Start of EXERCISE PASSAGE

Cooking was something I was always interested in doing. The first meal I ever cooked was a southern fried chicken dinner when I was around 11-years old. After that, I simply enjoyed cooking whenever the mood struck. I cooked regularly as a teen, then into my adulthood, I carried on.
Suzanne was an amazing cook—she was a true “foodie”. She loved to go to a restaurant and try something new. Then, as soon as the time was right, she would recreate the same meal at home. Her knack was getting the flavors almost identical to whatever we had eaten at the restaurant. It was a natural ability of hers that never ceased to amaze.
And she was always open to try a new recipe. She was exceptionally adept at anything she put her head and hands to—especially when it came to cooking and baking.

End of EXERCISE PASSAGE

ASSIGNMENT A:
Reproduce the cooking passage word for word, beginning at "Suzanne was an" and stopping after "ceased to amaze.".
ASSIGNMENT B:
Pick up the cooking passage after its final sentence and carry it forward.

Start of RECORDS PROVIDED

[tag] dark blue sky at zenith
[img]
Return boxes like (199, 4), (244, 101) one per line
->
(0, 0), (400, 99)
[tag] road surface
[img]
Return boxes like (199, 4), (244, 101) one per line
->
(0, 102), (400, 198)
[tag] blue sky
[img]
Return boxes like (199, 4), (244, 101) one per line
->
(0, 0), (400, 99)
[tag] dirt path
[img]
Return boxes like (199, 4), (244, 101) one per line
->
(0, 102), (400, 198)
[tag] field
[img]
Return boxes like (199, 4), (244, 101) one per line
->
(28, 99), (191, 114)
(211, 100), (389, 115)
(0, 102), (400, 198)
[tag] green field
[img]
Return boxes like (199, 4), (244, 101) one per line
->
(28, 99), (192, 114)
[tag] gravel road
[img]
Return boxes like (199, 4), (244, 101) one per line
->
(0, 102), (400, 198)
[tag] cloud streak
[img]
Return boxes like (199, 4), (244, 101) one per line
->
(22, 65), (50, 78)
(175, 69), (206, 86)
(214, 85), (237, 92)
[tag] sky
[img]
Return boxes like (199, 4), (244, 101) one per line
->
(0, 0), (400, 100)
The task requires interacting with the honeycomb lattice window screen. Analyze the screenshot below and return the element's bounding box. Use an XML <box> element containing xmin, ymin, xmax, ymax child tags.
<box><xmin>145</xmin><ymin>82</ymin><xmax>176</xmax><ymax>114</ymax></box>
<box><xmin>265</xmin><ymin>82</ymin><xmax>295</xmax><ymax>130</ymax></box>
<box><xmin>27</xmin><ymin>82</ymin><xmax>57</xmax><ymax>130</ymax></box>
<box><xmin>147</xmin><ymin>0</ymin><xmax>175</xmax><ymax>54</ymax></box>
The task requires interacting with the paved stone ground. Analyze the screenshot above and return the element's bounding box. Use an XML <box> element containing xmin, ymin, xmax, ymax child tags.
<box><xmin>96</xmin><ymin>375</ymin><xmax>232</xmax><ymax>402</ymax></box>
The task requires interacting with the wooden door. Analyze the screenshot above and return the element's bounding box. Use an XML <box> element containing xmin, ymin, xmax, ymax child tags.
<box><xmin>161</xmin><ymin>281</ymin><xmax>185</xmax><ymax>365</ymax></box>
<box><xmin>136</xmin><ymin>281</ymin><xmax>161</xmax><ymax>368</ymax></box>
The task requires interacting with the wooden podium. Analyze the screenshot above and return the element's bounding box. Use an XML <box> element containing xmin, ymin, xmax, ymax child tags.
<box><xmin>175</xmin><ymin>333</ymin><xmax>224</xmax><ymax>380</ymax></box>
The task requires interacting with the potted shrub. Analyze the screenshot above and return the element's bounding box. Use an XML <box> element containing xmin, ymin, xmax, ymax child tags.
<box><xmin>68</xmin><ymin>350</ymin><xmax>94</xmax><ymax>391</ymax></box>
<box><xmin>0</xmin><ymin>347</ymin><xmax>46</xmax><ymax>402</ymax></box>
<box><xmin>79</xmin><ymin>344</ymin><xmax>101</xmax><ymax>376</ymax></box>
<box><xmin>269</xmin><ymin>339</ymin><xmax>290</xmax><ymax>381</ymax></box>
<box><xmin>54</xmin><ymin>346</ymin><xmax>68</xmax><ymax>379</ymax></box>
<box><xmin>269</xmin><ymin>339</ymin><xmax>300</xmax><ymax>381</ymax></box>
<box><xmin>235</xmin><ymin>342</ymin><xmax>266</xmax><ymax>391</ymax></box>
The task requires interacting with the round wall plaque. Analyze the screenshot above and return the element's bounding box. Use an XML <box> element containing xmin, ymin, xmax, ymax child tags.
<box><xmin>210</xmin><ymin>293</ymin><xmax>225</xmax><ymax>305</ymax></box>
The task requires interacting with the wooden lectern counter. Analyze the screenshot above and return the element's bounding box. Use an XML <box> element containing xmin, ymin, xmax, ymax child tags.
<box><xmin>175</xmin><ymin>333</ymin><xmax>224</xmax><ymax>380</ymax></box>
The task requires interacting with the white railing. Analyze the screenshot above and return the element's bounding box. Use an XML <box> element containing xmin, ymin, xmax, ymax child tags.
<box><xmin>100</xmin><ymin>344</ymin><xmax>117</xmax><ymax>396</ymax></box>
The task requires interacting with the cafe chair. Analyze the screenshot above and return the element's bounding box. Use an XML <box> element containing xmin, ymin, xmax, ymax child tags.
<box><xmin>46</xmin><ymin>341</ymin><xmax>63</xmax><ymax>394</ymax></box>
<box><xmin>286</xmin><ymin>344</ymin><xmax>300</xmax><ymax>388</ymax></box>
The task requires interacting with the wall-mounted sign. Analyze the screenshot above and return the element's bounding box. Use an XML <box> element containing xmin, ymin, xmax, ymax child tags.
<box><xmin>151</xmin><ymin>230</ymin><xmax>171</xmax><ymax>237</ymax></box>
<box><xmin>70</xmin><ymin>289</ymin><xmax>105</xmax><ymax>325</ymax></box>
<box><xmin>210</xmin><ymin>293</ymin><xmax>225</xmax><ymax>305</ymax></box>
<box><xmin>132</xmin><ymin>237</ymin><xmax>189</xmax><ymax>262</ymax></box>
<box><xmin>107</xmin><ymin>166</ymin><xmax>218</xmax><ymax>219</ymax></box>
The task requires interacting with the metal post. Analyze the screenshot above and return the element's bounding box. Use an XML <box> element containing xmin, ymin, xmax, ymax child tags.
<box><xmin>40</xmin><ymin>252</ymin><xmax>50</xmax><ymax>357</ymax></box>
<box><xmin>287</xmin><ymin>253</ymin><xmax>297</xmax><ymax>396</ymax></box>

End of RECORDS PROVIDED

EXPECTED ANSWER A:
Suzanne was an amazing cook—she was a true “foodie”. She loved to go to a restaurant and try something new. Then, as soon as the time was right, she would recreate the same meal at home. Her knack was getting the flavors almost identical to whatever we had eaten at the restaurant. It was a natural ability of hers that never ceased to amaze.

EXPECTED ANSWER B:
But over the years, the idea of making meals became almost a competition between us. It made me raise my game, that’s for certain! And tonight, I made an exceptionally tasty and moist vegan and gluten free banana bread. It was Suzanne’s ability to adapt and recreate something that inspired me to create this loaf cake.
A Baking Tradition
Suzi had a knack for experimenting with flavors and ingredients that made sense to her. When she tasted a friend’s family “Chocolate Beetroot Cake”, she immediately knew she could use other root vegetables. Our friend gave her the chocolate beetroot cake recipe and she adapted it.
After her first cancer diagnosis, Suzanne decided not to return to her highly stressful job with the Crown Prosecution Service. Instead, she chose to bake for a living.
At that time, we were both working odd jobs. We had chosen to focus on our daughters in the shadow of her recovery, the collapsed economy, and a dearth of marketing consulting work. She continuously adapted recipes and created what we would later refer to as “square roots”. These were her loaf cakes (not square at all) that had a root vegetable mixed into the ingredients.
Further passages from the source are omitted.